EXERCISE BRIEF = What number of lines in the entries hold the string "antenna"? Answer with it alone.

DATA RECORDS =
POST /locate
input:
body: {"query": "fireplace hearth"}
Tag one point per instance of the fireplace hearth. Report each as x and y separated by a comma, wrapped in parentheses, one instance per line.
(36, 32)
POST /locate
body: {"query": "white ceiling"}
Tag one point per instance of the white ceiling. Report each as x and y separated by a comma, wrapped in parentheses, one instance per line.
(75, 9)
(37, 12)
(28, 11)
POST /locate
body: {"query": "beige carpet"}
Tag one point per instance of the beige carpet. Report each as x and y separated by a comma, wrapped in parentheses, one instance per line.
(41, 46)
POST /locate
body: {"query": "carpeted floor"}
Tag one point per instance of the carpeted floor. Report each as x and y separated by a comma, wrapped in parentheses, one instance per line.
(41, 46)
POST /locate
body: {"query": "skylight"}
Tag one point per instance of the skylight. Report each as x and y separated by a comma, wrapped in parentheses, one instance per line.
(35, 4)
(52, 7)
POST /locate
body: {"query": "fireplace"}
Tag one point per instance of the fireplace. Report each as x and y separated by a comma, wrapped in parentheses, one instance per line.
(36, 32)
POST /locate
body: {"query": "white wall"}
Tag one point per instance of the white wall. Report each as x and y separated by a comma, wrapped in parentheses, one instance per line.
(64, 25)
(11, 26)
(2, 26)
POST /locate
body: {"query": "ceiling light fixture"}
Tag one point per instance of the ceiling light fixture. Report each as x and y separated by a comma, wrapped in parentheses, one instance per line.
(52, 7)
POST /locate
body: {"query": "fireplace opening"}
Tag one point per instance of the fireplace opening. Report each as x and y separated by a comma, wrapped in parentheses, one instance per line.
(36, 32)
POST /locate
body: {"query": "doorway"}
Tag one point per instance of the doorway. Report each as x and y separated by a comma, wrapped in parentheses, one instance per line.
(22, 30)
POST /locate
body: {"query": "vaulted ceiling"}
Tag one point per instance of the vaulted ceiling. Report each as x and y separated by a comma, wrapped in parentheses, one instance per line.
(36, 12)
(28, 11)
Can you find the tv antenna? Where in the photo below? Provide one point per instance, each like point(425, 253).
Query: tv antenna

WRITTEN ANSWER = 2